The report says that urgent action is required and given that the verdict was available to Teresa O’Neill in March maybe some suitable steps have already been taken. Two Scrutiny Chairman were replaced in May although what Councillor James hunt did to deserve his sacking I have no idea; his meetings were always good humoured and civilised but maybe that sort of thing would not go down to well with Bexley’s very own dictator.

Note: This subject was first mentioned here on 11th October 2018 but it seems that Bexley Tories are right about just one thing. Bexley residents really do have short memories; I was asked why I had not given the Tweet and the report’s criticism of Bexley Council any coverage.


3 November - Singh, Steward, Sold and Sense

2 West Heath Road, Abbey Wood
2_west_heathResidents of West Heath Road are watching developments at No. 2 very carefully, and so they should if their researches are correct for they believe it has been bought by Kulvinder Singh.

It is Mr. Singh who encroached on Lesnes Abbey Woods with his massive concrete slab. Unlike 238 Woolwich Road, the West Heath Road address has a planning application. 18/02505/FUL.

Mr. Singh likes to buy old pubs and he appears to have added the Drayman to his list, but as yet there is no planning application despite neighbours reporting lorry loads of materials being delivered recently.

Abbey Wood (Wilton Road) is due to lose the Abbey Arms quite soon but fortunately Mr. Singh has not got is hands on it.

Councillors have been informed of Mr. Singh’s alleged activities in West Heath Road so that they can be carefully monotored.

Mr. Singh’s business interests.

Gill Steward
Gill Steward left her position as Chief Executive of Bexley Council “due to a change in her personal circumstances”. A couple of weeks later she was doing much the same job for Kingston Council and coming under fire for allegedly exaggerating her qualifications. It suggests that the changed personal circumstances were just a lie which will come as a surprise to no one.

More interesting is a comment from within Bexley Council, it says the last straw that got her the sack was spending £20,000 on new microphones in the Council Chamber. Those of us with elderly ears think it may have been the only good thing that Gill Steward ever did in Bexley.

It has been further suggested that Bexley is not a borough that would-be Chief Executives are queuing up to be working in. Whether this is because Council Leader Teresa O’Neill OBE makes an Obnoxious Bossy Employer or because this blog wrecks any reputation they may have had I have no idea.

Good news for long time Bexley Director Paul Moore!

The Quarry
This development has not been given much coverage on Bonkers, it’s more Maggot Sandwich territory and a month ago Hugh Neal reported that none had been made available to buy just yet. This was slightly in conflict with what L&Q were saying at the time, That was “the first phase is all sold”, and the Land Registry tends to confirm it.

Stored dataset entries
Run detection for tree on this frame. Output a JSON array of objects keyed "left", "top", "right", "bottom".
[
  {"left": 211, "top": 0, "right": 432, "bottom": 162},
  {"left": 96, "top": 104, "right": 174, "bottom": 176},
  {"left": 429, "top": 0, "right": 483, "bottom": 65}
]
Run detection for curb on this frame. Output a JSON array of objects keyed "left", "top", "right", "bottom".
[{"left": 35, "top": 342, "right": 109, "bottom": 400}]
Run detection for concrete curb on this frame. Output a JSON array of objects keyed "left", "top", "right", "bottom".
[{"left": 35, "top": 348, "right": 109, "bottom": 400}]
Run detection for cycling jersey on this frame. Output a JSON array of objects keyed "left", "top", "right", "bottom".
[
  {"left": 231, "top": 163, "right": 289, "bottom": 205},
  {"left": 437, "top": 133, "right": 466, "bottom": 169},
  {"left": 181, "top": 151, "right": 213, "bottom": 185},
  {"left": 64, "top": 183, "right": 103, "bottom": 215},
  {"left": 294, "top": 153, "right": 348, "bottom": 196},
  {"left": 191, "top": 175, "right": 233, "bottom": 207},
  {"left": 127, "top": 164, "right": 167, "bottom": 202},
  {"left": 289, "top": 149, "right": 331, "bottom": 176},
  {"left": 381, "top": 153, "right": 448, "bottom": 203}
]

▸ WORK INSTRUCTIONS
1. In the blog excerpt about Bexley Council, what does a comment from within the council say was the last straw that got Gill Steward the sack?
2. Please duplicate the passage of the Bexley Council blog excerpt between "It has been further" and "Director Paul Moore!", inclusive.
3. Pick up the blog excerpt about Bexley Council after its last sentence and keep writing it.

▸ RESPONSE LIST
1. Spending £20,000 on new microphones in the Council Chamber.

2.
It has been further suggested that Bexley is not a borough that would-be Chief Executives are queuing up to be working in. Whether this is because Council Leader Teresa O’Neill OBE makes an Obnoxious Bossy Employer or because this blog wrecks any reputation they may have had I have no idea.

Good news for long time Bexley Director Paul Moore!

3.
Eight flats on Loampit Road were sold and another eight on Strata Road, all for £104,259 and all on 24th October last year which was a Tuesday, not a weekend site open day. The speculation is that they share a common purchaser and the price suggests a 50% part buy part rent scheme. Who would do that? Bexley Council, Russian Oligarchs? Whoever it was it doesn’t look like 16 regular buyers of the type The Quarry was meant to attract to Erith.

Asda, Bexleyheath Broadway
Asda is not a shop I ever use, a disabled friend once asked me to help him shop there and said it was his preferred destination because their car parking was easy and convenient, which it was but that has been the full extent of my knowledge of Asda Bexleyheath.

However I walked around it last weekend to see if there were any electric car chargers there and found the car park packed, no way would I consider it to be a viable parking destination for myself. For the record I found four electric car chargers, every one of them blocked by cars that relied totally on their petrol tanks. It’s can only be a big waste of money to install chargers that cannot be used.

My experience of a packed car park was reflected in a reader's email. He said that Asda has covered its parking ticket machine and switched over to three hours free parking and in doing so exposed the pent up demand for parking in Bexleyheath. Asda’s management exhibit good sense while Bexley Council adopts policies which harm town centre trade.

The same reader recently described how another shopping centre was saved by the policies of a more intelligent council.


1 November - Public Notices - Read by nobody?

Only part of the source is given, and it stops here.